**Problem:** From the first line of the material through the line containing "box: [300, 67, 313, 77]", restate everything word for word and nothing more.

-- Opening Marker --

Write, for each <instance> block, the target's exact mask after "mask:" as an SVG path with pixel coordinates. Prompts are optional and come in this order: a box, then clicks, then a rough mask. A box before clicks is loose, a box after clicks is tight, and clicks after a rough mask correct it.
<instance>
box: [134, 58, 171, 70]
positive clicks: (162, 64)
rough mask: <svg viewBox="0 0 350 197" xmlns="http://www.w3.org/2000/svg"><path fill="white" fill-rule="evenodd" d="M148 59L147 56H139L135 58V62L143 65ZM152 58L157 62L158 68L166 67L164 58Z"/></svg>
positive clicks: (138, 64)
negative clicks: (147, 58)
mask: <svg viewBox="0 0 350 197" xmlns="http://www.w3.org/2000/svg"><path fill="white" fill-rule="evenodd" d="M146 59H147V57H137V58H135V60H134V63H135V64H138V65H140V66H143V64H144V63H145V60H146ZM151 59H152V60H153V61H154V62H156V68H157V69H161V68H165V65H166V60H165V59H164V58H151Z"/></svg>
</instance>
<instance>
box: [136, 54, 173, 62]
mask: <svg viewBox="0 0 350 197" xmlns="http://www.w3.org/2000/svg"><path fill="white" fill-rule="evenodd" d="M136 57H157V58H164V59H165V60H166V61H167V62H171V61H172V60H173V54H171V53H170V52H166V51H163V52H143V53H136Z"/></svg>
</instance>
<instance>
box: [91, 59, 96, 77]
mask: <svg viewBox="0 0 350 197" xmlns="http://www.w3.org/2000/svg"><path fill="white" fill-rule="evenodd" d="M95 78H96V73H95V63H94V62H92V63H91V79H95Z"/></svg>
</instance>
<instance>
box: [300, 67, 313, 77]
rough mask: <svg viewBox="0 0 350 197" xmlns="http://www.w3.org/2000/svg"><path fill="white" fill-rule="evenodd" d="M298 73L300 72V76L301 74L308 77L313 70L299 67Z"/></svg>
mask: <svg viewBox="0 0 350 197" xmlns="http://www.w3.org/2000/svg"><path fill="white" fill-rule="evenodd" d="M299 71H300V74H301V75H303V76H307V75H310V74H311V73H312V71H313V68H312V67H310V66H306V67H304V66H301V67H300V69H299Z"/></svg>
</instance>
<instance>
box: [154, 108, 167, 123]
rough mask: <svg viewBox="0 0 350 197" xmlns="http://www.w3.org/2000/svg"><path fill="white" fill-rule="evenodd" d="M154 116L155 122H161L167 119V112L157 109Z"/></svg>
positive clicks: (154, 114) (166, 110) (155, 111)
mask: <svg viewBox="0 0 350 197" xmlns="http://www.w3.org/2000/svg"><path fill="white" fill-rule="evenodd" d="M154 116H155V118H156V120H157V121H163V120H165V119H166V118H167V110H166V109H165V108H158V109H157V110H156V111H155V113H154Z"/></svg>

-- Closing Marker --

**Output for this exercise:**
Write, for each <instance> block, the target's exact mask after "mask:" as an SVG path with pixel coordinates. Prompts are optional and come in this order: a box, then clicks, then a rough mask. A box before clicks is loose, a box after clicks is tight, and clicks after a rough mask correct it.
<instance>
box: [134, 58, 171, 70]
positive clicks: (162, 64)
rough mask: <svg viewBox="0 0 350 197" xmlns="http://www.w3.org/2000/svg"><path fill="white" fill-rule="evenodd" d="M148 59L147 56H139L135 58V62L143 65ZM152 58L157 62L158 68L166 67L164 58Z"/></svg>
positive clicks: (138, 64)
negative clicks: (147, 58)
mask: <svg viewBox="0 0 350 197" xmlns="http://www.w3.org/2000/svg"><path fill="white" fill-rule="evenodd" d="M146 59H147V57H137V58H135V60H134V63H135V64H138V65H140V66H143V64H144V63H145V60H146ZM151 59H152V60H153V61H154V62H156V68H157V69H161V68H165V65H166V60H165V59H164V58H151Z"/></svg>
</instance>
<instance>
box: [136, 54, 173, 62]
mask: <svg viewBox="0 0 350 197" xmlns="http://www.w3.org/2000/svg"><path fill="white" fill-rule="evenodd" d="M136 57H157V58H164V59H165V60H166V61H167V62H171V61H172V60H173V54H171V53H170V52H166V51H163V52H143V53H136Z"/></svg>
</instance>
<instance>
box: [91, 59, 96, 77]
mask: <svg viewBox="0 0 350 197" xmlns="http://www.w3.org/2000/svg"><path fill="white" fill-rule="evenodd" d="M95 78H96V73H95V63H94V62H92V63H91V79H95Z"/></svg>
</instance>
<instance>
box: [300, 67, 313, 77]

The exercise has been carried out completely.